- **Requirements**
• a. Answer these questions using the article on Dyson spheres:
(i) In what decade did Freeman Dyson put forward his idea?
(ii) On the Kardashev scale, what type of civilization would a civilization reach by harvesting a star's energy directly?
(iii) What initiative is Brian Lacki involved with?
• b. Put this sentence from the Dyson sphere article into Spanish: "These shells, dubbed Dyson spheres, could be giving off distinct technosignatures, astronomers have suggested, making them observable, potentially, from many light-years away."
• c. Carry on the article about alien Dyson spheres, picking up after its final sentence.

- **Passage to read**
---

What Are Alien Dyson Spheres, Why Are They So Janky, and Why Are They Doomed to Go Undetected?
In the 1960s, physicist Freeman Dyson proposed that advanced alien civilizations could be building enormous megastructures around a star to harness its energy.
Such a move would allow a civilization to advance from a Type I to a Type II civilization on the Kardashev scale, harvesting the energy available from a star directly instead of from a given planet's surface.
These shells, dubbed Dyson spheres, could be giving off distinct technosignatures, astronomers have suggested, making them observable, potentially, from many light-years away.
But despite our best efforts, we have yet to make first contact, let alone with an alien-built megastructure siphoning off the energy released by a star.
And, as New Scientist reports, there could be a good reason for that. According to Brian Lacki, a scientist involved with the Breakthrough Listen Initiative — which searches for evidence of extraterrestrial civilizations — Dyson spheres may destroy themselves long before we can encounter one.

---

- **Data section**

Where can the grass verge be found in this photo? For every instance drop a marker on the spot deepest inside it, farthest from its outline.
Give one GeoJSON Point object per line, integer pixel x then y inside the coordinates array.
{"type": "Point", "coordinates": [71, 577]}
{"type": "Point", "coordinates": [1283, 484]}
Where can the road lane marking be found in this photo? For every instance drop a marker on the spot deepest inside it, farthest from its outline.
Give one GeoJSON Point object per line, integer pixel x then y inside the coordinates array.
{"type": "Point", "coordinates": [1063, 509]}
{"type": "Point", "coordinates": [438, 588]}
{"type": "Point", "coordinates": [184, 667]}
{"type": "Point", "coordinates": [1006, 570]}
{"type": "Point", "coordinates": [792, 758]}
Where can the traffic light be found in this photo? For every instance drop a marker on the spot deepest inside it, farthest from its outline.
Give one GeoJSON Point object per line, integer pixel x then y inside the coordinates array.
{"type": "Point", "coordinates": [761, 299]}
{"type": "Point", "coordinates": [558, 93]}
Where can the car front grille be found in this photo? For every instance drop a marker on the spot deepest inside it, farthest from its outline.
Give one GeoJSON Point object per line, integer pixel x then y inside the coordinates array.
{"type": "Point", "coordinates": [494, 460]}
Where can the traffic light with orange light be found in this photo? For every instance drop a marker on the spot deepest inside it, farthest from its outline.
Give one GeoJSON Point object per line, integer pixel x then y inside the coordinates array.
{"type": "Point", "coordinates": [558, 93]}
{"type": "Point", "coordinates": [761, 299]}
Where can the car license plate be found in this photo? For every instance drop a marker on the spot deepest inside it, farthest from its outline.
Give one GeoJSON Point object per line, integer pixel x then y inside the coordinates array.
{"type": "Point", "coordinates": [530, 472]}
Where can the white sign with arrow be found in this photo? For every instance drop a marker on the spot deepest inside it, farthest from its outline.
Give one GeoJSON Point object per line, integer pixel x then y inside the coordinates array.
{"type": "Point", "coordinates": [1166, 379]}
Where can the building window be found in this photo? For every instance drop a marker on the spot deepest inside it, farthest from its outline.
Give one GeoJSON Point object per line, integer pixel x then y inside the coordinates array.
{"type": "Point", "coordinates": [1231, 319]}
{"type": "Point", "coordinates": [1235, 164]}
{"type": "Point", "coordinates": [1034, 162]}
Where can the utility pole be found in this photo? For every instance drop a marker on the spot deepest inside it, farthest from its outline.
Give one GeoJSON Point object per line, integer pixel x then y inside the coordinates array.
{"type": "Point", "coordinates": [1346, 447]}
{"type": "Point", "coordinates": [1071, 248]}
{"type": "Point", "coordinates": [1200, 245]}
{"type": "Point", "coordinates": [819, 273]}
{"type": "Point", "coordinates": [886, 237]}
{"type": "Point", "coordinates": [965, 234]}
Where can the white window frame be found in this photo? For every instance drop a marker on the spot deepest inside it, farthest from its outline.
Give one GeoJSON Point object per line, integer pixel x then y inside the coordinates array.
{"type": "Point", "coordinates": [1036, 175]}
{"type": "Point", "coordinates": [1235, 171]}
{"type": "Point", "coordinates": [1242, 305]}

---

- **Response list**
• a.
(i) The 1960s
(ii) Type II
(iii) The Breakthrough Listen Initiative

• b. Estas envolturas, llamadas esferas de Dyson, podrían estar emitiendo tecnofirmas distintivas, según han sugerido los astrónomos, lo que las haría observables, potencialmente, desde muchos años luz de distancia.

• c.
In a yet-to-be-peer-reviewed paper, Lacki proposed that having satellite-like objects swarming a star all at once could result in a disastrous, cascading effect in the case of a collision.
"When you have a whole bunch of things moving together like that in a swarm, a natural question is going to be, do they sometimes bump into each other?" Lacki told New Scientist. "At their orbital speeds, that can be disastrous."
In many ways, the risk of that kind of scenario is already playing out in the orbit of our own planet. Scientists have long warned that satellites circling the Earth could collide with each other or with one of the countless pieces of space junk, potentially triggering a knock-on effect, called Kessler syndrome.
Experts have warned that it's only a matter of time until a collision could trigger a catastrophe.
According to Lacki, aliens would have to tread very carefully to ensure that satellites aren't crossing each other's paths.
"You just can't have that much material around a star without it colliding with itself and eventually shredding itself to pieces, unless each of those swarm components is careful about managing its orbit," Penn State astrophysics professor Jason Wright, who was not involved in the research, told New Scientist.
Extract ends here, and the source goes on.